▸ **Data for this task**:
┌──

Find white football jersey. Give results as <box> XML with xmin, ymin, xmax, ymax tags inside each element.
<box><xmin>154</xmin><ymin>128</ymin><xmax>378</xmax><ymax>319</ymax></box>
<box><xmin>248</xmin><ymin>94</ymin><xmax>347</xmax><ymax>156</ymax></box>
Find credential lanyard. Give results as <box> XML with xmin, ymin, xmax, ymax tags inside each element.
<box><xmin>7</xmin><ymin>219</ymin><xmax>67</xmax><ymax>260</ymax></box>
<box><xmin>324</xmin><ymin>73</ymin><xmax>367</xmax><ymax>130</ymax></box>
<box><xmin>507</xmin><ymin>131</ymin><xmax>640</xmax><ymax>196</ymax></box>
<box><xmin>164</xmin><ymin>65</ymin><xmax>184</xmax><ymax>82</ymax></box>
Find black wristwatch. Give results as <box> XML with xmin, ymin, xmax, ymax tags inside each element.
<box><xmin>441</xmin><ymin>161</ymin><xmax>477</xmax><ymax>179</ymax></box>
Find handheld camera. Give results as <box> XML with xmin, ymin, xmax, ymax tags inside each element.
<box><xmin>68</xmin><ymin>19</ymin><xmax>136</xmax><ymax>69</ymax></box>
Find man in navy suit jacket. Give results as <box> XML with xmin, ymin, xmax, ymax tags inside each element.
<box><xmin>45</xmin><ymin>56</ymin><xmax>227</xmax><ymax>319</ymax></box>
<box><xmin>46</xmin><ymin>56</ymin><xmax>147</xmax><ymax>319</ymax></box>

└──

▸ **Work instruction**:
Retype the material above exactly as given.

▸ **Solution to this exercise**:
Find white football jersey. Give results as <box> XML with xmin, ymin, xmax, ymax tags inside each element.
<box><xmin>154</xmin><ymin>128</ymin><xmax>378</xmax><ymax>319</ymax></box>
<box><xmin>248</xmin><ymin>94</ymin><xmax>347</xmax><ymax>156</ymax></box>
Find credential lanyard. Give results as <box> XML with xmin, ymin, xmax, ymax tags inside each element.
<box><xmin>7</xmin><ymin>219</ymin><xmax>67</xmax><ymax>260</ymax></box>
<box><xmin>324</xmin><ymin>73</ymin><xmax>367</xmax><ymax>130</ymax></box>
<box><xmin>507</xmin><ymin>131</ymin><xmax>640</xmax><ymax>196</ymax></box>
<box><xmin>164</xmin><ymin>65</ymin><xmax>184</xmax><ymax>82</ymax></box>
Find black wristwatch. Give results as <box> XML with xmin, ymin, xmax, ymax tags inside each element.
<box><xmin>441</xmin><ymin>161</ymin><xmax>477</xmax><ymax>179</ymax></box>
Find handheld camera. Give results as <box> XML with xmin, ymin, xmax, ymax tags inside each element.
<box><xmin>68</xmin><ymin>19</ymin><xmax>136</xmax><ymax>69</ymax></box>
Find man in navy suit jacket. Give results as <box> XML with xmin, ymin, xmax, ymax tags inside each element.
<box><xmin>45</xmin><ymin>56</ymin><xmax>227</xmax><ymax>319</ymax></box>
<box><xmin>46</xmin><ymin>56</ymin><xmax>147</xmax><ymax>319</ymax></box>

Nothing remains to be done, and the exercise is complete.